## EXTRACT TO READ
----------------
The application of such methods of combined laser processing, which implement the effect on a metallic surface of the thermal power of a laser beam and the energy of sound or acoustic vibrations, is promising in the development of laser technologies. With such a combined treatment by means of dosed introduction of mechanical vibrations into the base material, it is also possible to control the hydrodynamic motion in the melt [92]. The laser welding process is carried out with mechanical acoustic vibrations, with the help of which an additional effect is exerted on the surface of the material under processing, leads to an improvement in the granular structure of the welds, as well as affects their microhardness in specific areas of the heat-affected zone [93,94]. There is a change in the kinetics of diffusion processes and phase transformations, which has a positive effect on the structurally stressed state of the treated material.
Additional effects arise if the intensity of acoustic vibrations is sufficient to excite cavitation in the laser melt. It is known that cavitation leads to more intensive mixing and refinement of the melt structure, a decrease in the surface tension coefficient, leveling of temperature gradients, and, as a consequence, to a smoothing of the surface relief and an increase in the depth of the melt [95,96,97]. Cavitation is possible with pulse-periodic laser irradiation. For example, when using low-frequency ultrasonic vibrations, the development of cavitation occurs within a few tenths of a millisecond. Since, with decreasing frequency, the dimensions of cavitation voids tend to increase [98], the use of the energy of sound or acoustic vibrations instead of ultrasonic ones will lead to an increase in the intensity of cavitation in the melt.
Surface laser alloying consists in obtaining alloyed layers with forced supply of filler materials directly into the action zone of the focused laser irradiation. Usually, only the melting of the surfaces of metals and alloys allows this process to be carried out [99]. Due to the short duration of the laser thermal exposure, the diffusion of elements from the reflow zone to the heat-affected zone, as a rule, occurs at a distance of less than 10 μm. Carrying out the processes of laser alloying with the application of the intensification effect of mass transfer without melting the surface, it becomes possible to ensure the achievement of diffusion saturation with alloying elements to a greater depth. Redistribution of alloying elements in the solid phase near the reflow zone at a distance of up to 300 μm was experimentally found in [100]. The processes of such mass transfer in the solid phase occur due to the dislocation movement of atoms as a result of rapid local deformations. The formation of a non-stationary stress-strain state caused by laser sound waves and the use of the synergy of the plain effects of laser pulses and laser-induced vibrations will make it possible to implement a new approach for the creation of structures of metallic materials.
----------------
## ROWS
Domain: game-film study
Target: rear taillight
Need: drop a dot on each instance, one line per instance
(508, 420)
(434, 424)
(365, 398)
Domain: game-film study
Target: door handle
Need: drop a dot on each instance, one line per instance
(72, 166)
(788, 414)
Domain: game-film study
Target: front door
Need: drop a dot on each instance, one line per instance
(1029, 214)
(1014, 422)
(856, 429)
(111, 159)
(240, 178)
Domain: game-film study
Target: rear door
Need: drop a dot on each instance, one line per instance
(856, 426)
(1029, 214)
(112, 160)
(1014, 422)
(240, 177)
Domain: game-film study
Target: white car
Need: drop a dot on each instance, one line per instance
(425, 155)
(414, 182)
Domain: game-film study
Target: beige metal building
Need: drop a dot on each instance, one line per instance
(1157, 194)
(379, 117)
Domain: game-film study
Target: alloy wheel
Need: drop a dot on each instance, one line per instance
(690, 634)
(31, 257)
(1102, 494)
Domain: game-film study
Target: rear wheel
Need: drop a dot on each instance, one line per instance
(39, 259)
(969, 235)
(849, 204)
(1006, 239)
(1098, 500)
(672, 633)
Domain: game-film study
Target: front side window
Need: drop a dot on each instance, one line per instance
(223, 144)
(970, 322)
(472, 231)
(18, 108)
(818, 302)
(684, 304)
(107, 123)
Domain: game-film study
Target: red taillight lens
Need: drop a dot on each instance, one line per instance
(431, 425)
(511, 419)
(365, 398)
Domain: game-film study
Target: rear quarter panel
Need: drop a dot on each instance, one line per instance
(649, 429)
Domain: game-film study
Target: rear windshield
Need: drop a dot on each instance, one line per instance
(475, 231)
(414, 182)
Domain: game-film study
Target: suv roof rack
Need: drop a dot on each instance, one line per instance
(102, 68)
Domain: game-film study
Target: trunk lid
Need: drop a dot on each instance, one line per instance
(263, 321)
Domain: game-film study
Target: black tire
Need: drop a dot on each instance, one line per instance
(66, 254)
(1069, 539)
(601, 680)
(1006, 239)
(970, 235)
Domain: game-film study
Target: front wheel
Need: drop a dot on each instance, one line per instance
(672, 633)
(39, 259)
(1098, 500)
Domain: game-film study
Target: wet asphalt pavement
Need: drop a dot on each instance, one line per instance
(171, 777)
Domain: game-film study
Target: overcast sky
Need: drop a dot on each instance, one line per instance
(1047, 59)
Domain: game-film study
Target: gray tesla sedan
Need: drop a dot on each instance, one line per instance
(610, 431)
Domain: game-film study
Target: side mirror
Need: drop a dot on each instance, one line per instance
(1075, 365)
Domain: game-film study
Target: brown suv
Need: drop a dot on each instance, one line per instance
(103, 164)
----------------
## STATED GOAL 1
Copy word for word everything in the laser processing passage from "Additional effects arise" down to "in the melt.".
## STATED GOAL 2
Based on the laser processing passage, answer yes or no to each statement below, and quote the words of the passage that decide it.
(a) Cavitation lowers the surface tension coefficient of the melt.
(b) With low-frequency ultrasonic vibrations, cavitation takes several seconds to develop.
(c) Alloying elements were found to redistribute in the solid phase up to 300 μm from the reflow zone.
## STATED GOAL 3
Carry on the passage about laser processing with acoustic vibrations from the point where it stops.

## RESPONSE 1
Additional effects arise if the intensity of acoustic vibrations is sufficient to excite cavitation in the laser melt. It is known that cavitation leads to more intensive mixing and refinement of the melt structure, a decrease in the surface tension coefficient, leveling of temperature gradients, and, as a consequence, to a smoothing of the surface relief and an increase in the depth of the melt [95,96,97]. Cavitation is possible with pulse-periodic laser irradiation. For example, when using low-frequency ultrasonic vibrations, the development of cavitation occurs within a few tenths of a millisecond. Since, with decreasing frequency, the dimensions of cavitation voids tend to increase [98], the use of the energy of sound or acoustic vibrations instead of ultrasonic ones will lead to an increase in the intensity of cavitation in the melt.

## RESPONSE 2
(a) Yes: "a decrease in the surface tension coefficient"
(b) No: "the development of cavitation occurs within a few tenths of a millisecond"
(c) Yes: "Redistribution of alloying elements in the solid phase near the reflow zone at a distance of up to 300 μm was experimentally found in [100]"

## RESPONSE 3
9. Conclusions

The presented analysis shows the effectiveness of the application of laser irradiation as an effective mean for changing the structural state and mechanical properties of metals and alloys in the solid phase through a local influence on the diffusion characteristics of the components. Under pulsed-periodic laser irradiation, the realized nonstationary local deformation leads to the formation of nonequilibrium structures. An acceleration of mass transfer occurs, and it is enhanced: by heating to high temperatures, by the movement of defects in the crystal structure, and by the formation of zones with an increased density of dislocations in the surface areas.
Possibilities for generation of nanomaterials were evaluated and nanoporous nanomaterials as well as ZnO-based composite nanomaterials using pulse-periodic laser irradiation were synthesized. A significant increase of the diffusion coefficient in a metallic material, in comparison to plain exposure to laser beam heating, was described. It could be attributed to the synergy of heat exposure and laser-induced vibrations, mainly in the range of sound frequencies, as a result of a pulse-periodic laser irradiation. The condition for intensifying mass transfer in the solid phase of selectively oxidable copper-zinc metallic materials was identified as a non-stationary stress-strain state caused by laser-induced sound waves. The exploitation of this synergy effect permitted the implementation of a novel approach for the creation of structures of nanomaterials. At the same time, a targeted influence on mass transfer and the accompanying relaxation processes make it possible to achieve an increase in the efficiency of methods for processing metals and alloys.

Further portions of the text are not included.